Data records:
★ ★ ★
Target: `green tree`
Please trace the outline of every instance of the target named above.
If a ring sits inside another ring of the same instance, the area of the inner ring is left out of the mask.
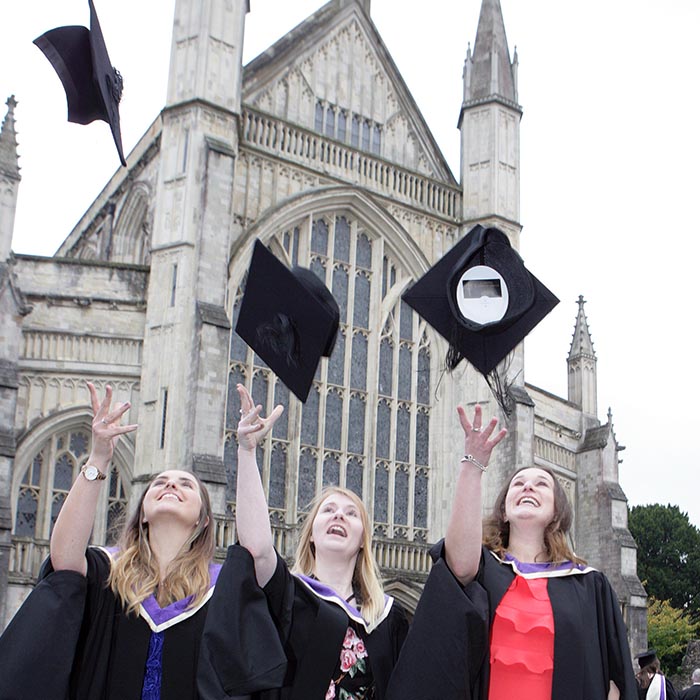
[[[680,672],[686,646],[691,639],[695,639],[699,628],[700,623],[692,622],[685,610],[674,608],[668,600],[649,598],[649,648],[656,649],[664,673],[674,675]]]
[[[629,529],[637,542],[637,573],[647,593],[700,620],[700,530],[678,506],[630,509]]]

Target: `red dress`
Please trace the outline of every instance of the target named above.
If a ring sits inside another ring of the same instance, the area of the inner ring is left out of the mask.
[[[488,700],[551,700],[554,616],[547,580],[516,575],[496,608]]]

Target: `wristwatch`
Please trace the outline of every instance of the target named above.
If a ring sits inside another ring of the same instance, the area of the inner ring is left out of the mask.
[[[92,464],[84,465],[83,468],[80,470],[80,473],[88,481],[104,481],[107,478],[106,474],[103,474],[97,467],[93,466]]]

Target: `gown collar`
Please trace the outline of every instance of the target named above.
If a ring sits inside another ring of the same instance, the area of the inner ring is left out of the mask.
[[[107,554],[110,562],[114,561],[118,549],[116,547],[100,547]],[[161,608],[155,595],[151,594],[138,607],[138,614],[143,618],[144,622],[151,628],[153,632],[162,632],[163,630],[176,625],[178,622],[183,622],[199,612],[211,598],[214,593],[214,586],[221,571],[221,564],[209,564],[209,589],[203,600],[193,608],[188,607],[193,596],[187,596],[182,600],[176,600],[169,605]]]
[[[491,552],[491,550],[489,550]],[[503,565],[510,566],[518,576],[525,578],[559,578],[561,576],[575,576],[596,571],[592,566],[574,564],[572,561],[562,562],[521,562],[511,554],[506,554],[503,559],[496,554],[491,554]]]
[[[351,605],[347,600],[339,596],[330,586],[327,586],[325,583],[321,583],[318,579],[305,576],[304,574],[295,574],[295,576],[315,596],[341,608],[351,620],[354,620],[358,624],[362,625],[368,634],[373,632],[379,626],[379,624],[387,618],[389,611],[391,610],[391,606],[394,604],[394,599],[385,593],[384,610],[382,610],[379,618],[370,625],[364,619],[364,617],[362,617],[362,614],[354,605]]]

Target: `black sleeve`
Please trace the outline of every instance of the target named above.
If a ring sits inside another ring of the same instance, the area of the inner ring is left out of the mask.
[[[0,698],[65,700],[85,608],[87,579],[47,572],[0,637]]]
[[[678,700],[678,693],[673,687],[673,683],[666,676],[664,676],[664,680],[666,681],[666,700]]]
[[[408,636],[408,617],[406,616],[403,605],[396,599],[392,606],[392,612],[394,613],[392,621],[392,643],[394,645],[394,663],[396,663],[404,642],[406,641],[406,637]]]
[[[295,588],[292,574],[279,553],[275,571],[263,591],[275,627],[283,644],[287,644],[292,632]]]
[[[488,599],[434,564],[389,681],[387,700],[471,700],[488,651]]]
[[[617,595],[608,579],[600,574],[602,607],[605,616],[604,639],[607,643],[610,679],[620,691],[620,700],[637,700],[638,684],[632,668],[627,642],[627,627],[622,619]]]
[[[282,687],[287,659],[245,548],[229,547],[208,607],[197,673],[201,699],[223,700]]]

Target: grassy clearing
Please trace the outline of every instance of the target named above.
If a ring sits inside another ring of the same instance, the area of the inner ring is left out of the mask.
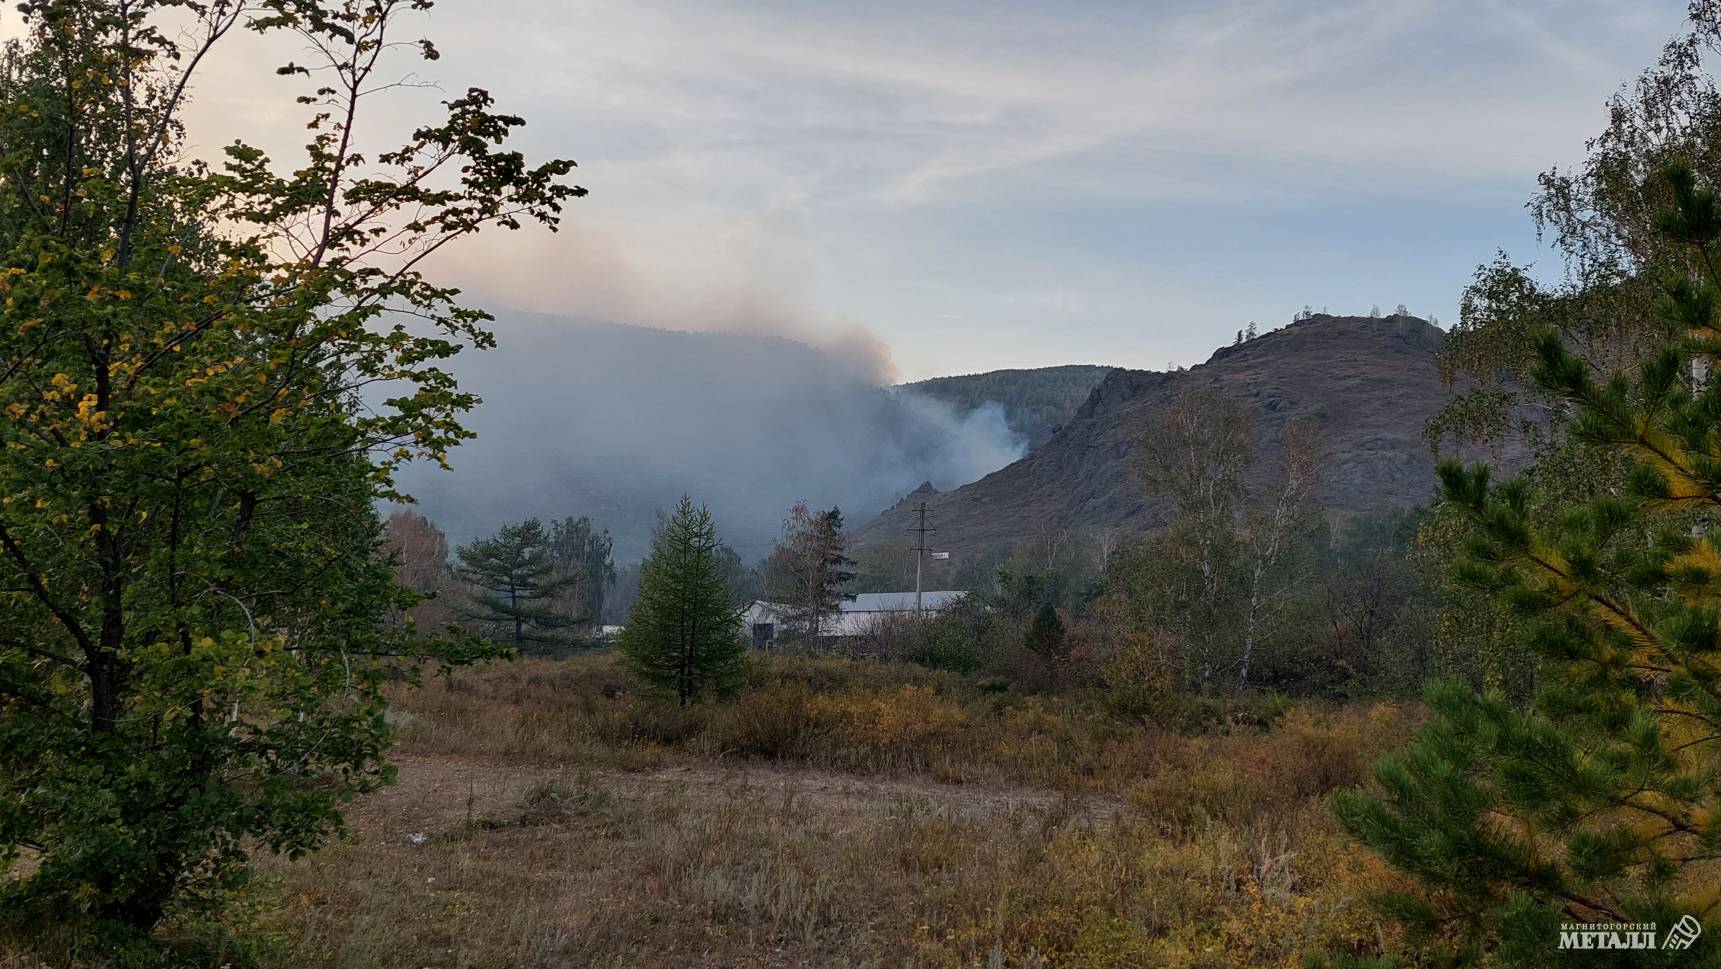
[[[1272,700],[1213,704],[1211,729],[1187,738],[1113,715],[1103,694],[1025,694],[996,679],[964,677],[905,663],[827,657],[763,657],[754,686],[733,702],[689,708],[642,696],[606,654],[523,659],[462,671],[447,683],[396,696],[401,749],[535,765],[639,769],[684,761],[770,761],[869,775],[924,775],[948,783],[1020,784],[1062,791],[1121,793],[1191,758],[1227,757],[1288,715],[1292,738],[1332,775],[1357,778],[1379,749],[1358,735],[1322,744],[1326,724],[1360,723],[1396,739],[1413,707],[1309,705]],[[1372,711],[1372,714],[1369,713]],[[1316,722],[1322,724],[1311,729]],[[1351,741],[1355,741],[1352,743]],[[1318,749],[1317,749],[1318,748]],[[1236,751],[1243,759],[1251,756]],[[1271,774],[1272,757],[1253,764]],[[1290,778],[1301,789],[1309,782]]]
[[[243,945],[193,961],[1218,969],[1373,951],[1361,900],[1392,876],[1322,798],[1416,717],[1294,707],[1189,737],[1083,695],[834,659],[774,660],[734,703],[683,711],[604,656],[465,671],[397,704],[399,786],[354,806],[349,840],[263,860],[228,918]]]

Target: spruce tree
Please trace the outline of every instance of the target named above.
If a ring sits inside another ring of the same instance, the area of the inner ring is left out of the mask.
[[[741,614],[730,602],[720,548],[710,509],[683,496],[640,565],[639,597],[618,644],[635,676],[675,694],[682,706],[732,692],[747,671]]]
[[[536,518],[503,525],[454,554],[460,561],[456,571],[475,590],[461,614],[500,631],[517,650],[565,645],[569,627],[588,619],[566,604],[579,577],[556,568],[549,536]]]
[[[1441,468],[1473,526],[1460,577],[1532,630],[1534,700],[1435,684],[1424,730],[1376,765],[1379,793],[1334,798],[1418,880],[1384,901],[1425,961],[1721,965],[1721,383],[1705,379],[1721,357],[1721,206],[1684,168],[1667,181],[1660,224],[1686,258],[1664,312],[1682,335],[1598,383],[1548,331],[1535,369],[1627,486],[1544,526],[1521,481]],[[1563,924],[1653,922],[1665,938],[1686,918],[1708,929],[1686,950],[1560,948]]]
[[[793,635],[814,639],[829,617],[854,598],[843,591],[854,578],[854,560],[843,537],[843,513],[813,511],[796,502],[783,522],[783,538],[766,563],[768,595],[787,607],[785,623]]]

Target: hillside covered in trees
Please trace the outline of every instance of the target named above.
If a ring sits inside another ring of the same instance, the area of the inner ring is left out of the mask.
[[[1004,412],[1004,423],[1021,435],[1031,451],[1045,444],[1111,370],[1088,364],[993,370],[987,373],[933,377],[898,384],[897,392],[943,401],[958,414],[973,413],[988,404]]]

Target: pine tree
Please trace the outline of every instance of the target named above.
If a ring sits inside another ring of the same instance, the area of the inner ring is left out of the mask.
[[[565,645],[568,628],[589,621],[568,607],[578,576],[557,570],[549,536],[536,518],[503,525],[454,554],[460,561],[456,571],[476,589],[462,615],[500,629],[515,649]]]
[[[1473,523],[1461,577],[1522,613],[1539,655],[1528,707],[1446,682],[1411,746],[1342,792],[1347,830],[1420,890],[1385,901],[1413,945],[1460,965],[1721,966],[1721,205],[1688,170],[1661,220],[1686,263],[1665,311],[1684,331],[1597,383],[1553,331],[1535,377],[1627,487],[1544,526],[1529,489],[1441,469]],[[1654,186],[1659,188],[1660,186]],[[1686,951],[1558,948],[1563,923],[1682,918]]]
[[[729,600],[720,547],[711,511],[683,496],[640,565],[639,597],[618,644],[635,676],[682,706],[727,694],[746,676],[740,610]]]
[[[843,537],[843,513],[836,508],[815,512],[806,502],[796,502],[766,563],[768,594],[787,607],[784,621],[793,635],[819,636],[829,618],[854,598],[843,591],[854,578],[854,564]]]

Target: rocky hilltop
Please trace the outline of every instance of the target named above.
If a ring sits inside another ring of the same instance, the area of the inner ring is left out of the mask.
[[[1163,509],[1141,484],[1149,458],[1144,430],[1192,387],[1245,406],[1257,454],[1278,453],[1291,417],[1317,420],[1326,448],[1320,500],[1330,513],[1426,502],[1435,473],[1422,429],[1449,398],[1435,366],[1444,338],[1411,316],[1317,315],[1225,347],[1188,370],[1113,370],[1026,457],[960,488],[905,497],[859,529],[854,544],[903,541],[909,509],[920,501],[931,509],[939,547],[959,553],[1046,528],[1148,529]]]

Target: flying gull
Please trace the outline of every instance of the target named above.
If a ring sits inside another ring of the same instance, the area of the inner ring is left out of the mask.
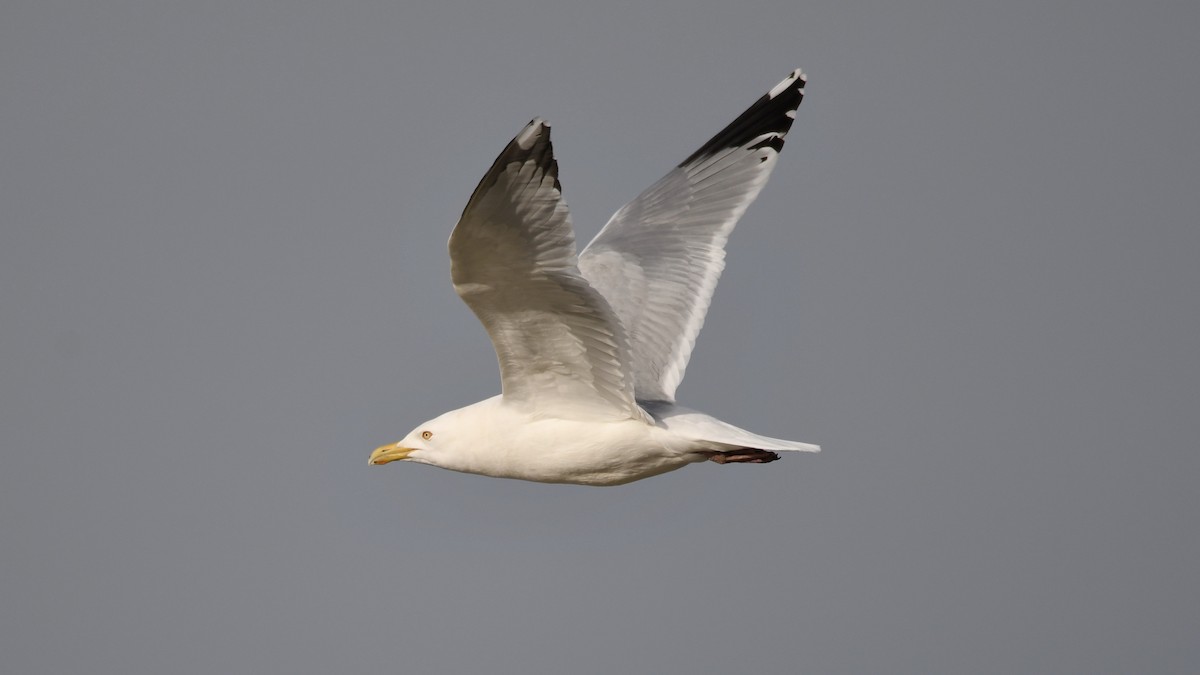
[[[501,394],[371,454],[543,483],[621,485],[694,462],[765,463],[815,445],[675,402],[725,262],[804,98],[792,72],[657,183],[578,256],[534,119],[496,158],[450,235],[454,290],[487,329]]]

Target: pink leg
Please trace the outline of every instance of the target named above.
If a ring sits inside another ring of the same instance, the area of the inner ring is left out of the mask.
[[[739,448],[737,450],[727,450],[725,452],[716,452],[709,455],[710,462],[717,464],[733,464],[733,463],[749,463],[749,464],[766,464],[779,459],[779,455],[770,450],[756,450],[754,448]]]

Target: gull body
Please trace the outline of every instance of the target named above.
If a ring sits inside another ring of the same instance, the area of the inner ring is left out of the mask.
[[[425,422],[370,463],[620,485],[705,460],[817,452],[675,402],[725,242],[774,168],[804,84],[793,71],[617,211],[578,256],[550,128],[530,122],[449,242],[454,288],[491,337],[502,393]]]
[[[428,440],[422,434],[430,432]],[[707,459],[640,419],[531,415],[494,396],[430,420],[399,444],[404,458],[443,469],[541,483],[620,485]]]
[[[658,413],[650,415],[649,423],[632,418],[575,420],[539,417],[503,396],[493,396],[429,420],[403,440],[376,450],[371,463],[404,459],[497,478],[622,485],[694,462],[736,456],[747,442],[779,450],[816,450],[805,443],[751,434],[682,406],[649,407]]]

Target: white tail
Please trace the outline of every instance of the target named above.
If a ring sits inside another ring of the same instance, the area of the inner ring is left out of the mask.
[[[671,403],[642,403],[642,407],[671,432],[698,441],[710,441],[737,448],[758,450],[780,450],[795,452],[820,452],[821,446],[782,438],[760,436],[740,429],[702,412]]]

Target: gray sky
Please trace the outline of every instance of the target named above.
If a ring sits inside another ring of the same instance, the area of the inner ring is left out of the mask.
[[[406,4],[0,6],[0,670],[1194,672],[1200,5]],[[586,241],[797,66],[679,393],[823,453],[367,466],[530,118]]]

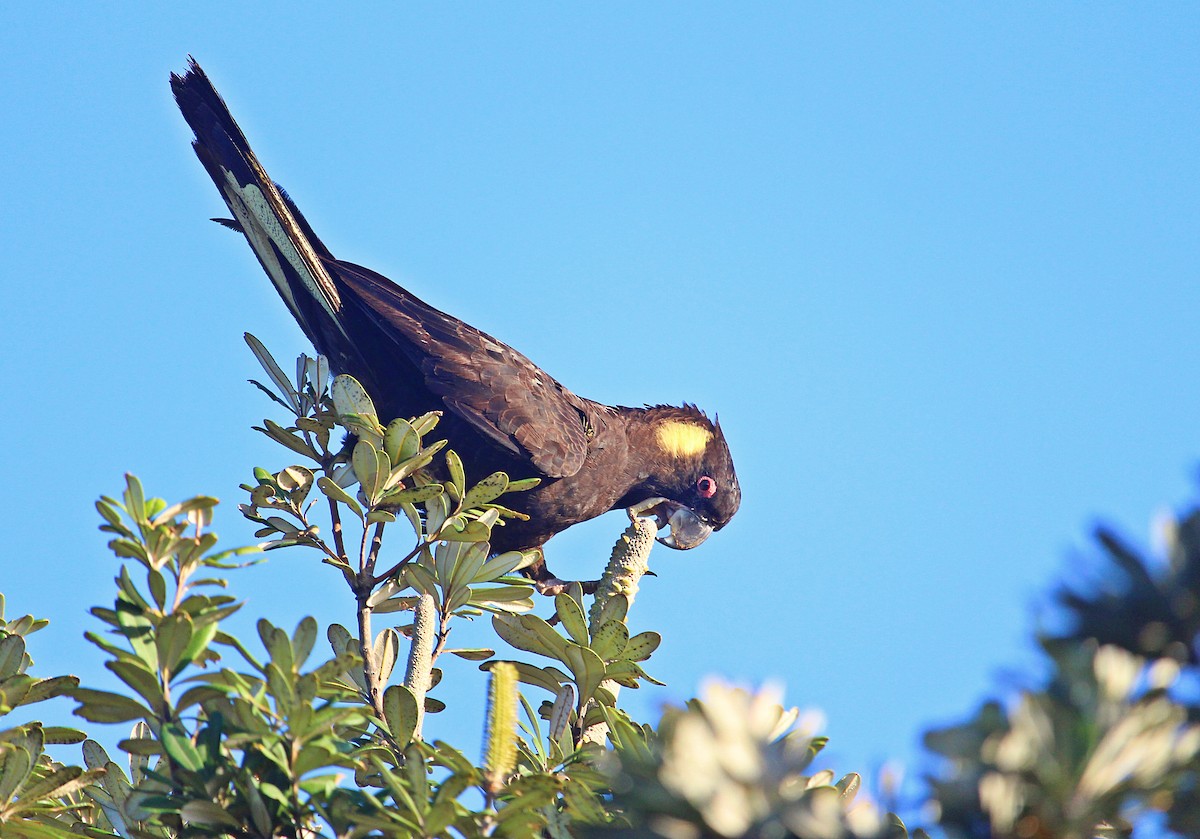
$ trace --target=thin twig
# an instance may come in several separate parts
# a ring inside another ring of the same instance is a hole
[[[371,588],[378,585],[373,575],[375,573],[375,562],[379,559],[379,548],[383,545],[383,526],[385,524],[387,522],[381,521],[375,523],[375,533],[371,536],[371,550],[367,553],[367,564],[363,569],[363,573],[370,582]]]
[[[342,517],[338,514],[337,502],[332,498],[329,498],[328,501],[329,518],[333,521],[333,546],[337,550],[337,558],[349,564],[350,558],[346,556],[346,544],[342,539]]]
[[[429,547],[435,541],[437,541],[437,540],[426,537],[425,539],[422,539],[421,541],[417,542],[417,546],[415,548],[413,548],[411,551],[409,551],[405,555],[404,559],[397,562],[395,565],[393,565],[388,570],[384,571],[382,574],[376,574],[374,577],[372,577],[371,578],[371,586],[372,587],[377,586],[380,583],[382,583],[384,580],[390,580],[392,577],[399,574],[401,568],[403,568],[405,565],[408,565],[408,563],[412,562],[413,559],[415,559],[416,556],[419,553],[421,553],[421,551],[423,549]]]

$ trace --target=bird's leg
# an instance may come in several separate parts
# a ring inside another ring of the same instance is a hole
[[[521,573],[529,579],[533,580],[533,587],[537,589],[538,594],[544,594],[547,597],[554,597],[557,594],[562,594],[571,587],[570,580],[560,580],[554,576],[554,573],[546,566],[546,554],[541,548],[534,548],[537,551],[537,559],[521,569]],[[581,580],[579,582],[583,586],[584,594],[595,594],[597,587],[600,585],[599,580]]]

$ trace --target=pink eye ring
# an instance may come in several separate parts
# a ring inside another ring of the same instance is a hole
[[[705,475],[696,481],[696,491],[700,493],[701,498],[712,498],[717,494],[717,482]]]

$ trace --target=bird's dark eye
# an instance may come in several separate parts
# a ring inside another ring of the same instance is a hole
[[[717,494],[717,482],[705,475],[696,481],[696,491],[700,493],[701,498],[712,498]]]

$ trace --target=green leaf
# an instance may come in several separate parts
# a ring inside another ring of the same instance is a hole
★ ★ ★
The expected answer is a copy of each line in the listing above that contains "green".

Written response:
Target: `green tree`
$ trace --target=green leaf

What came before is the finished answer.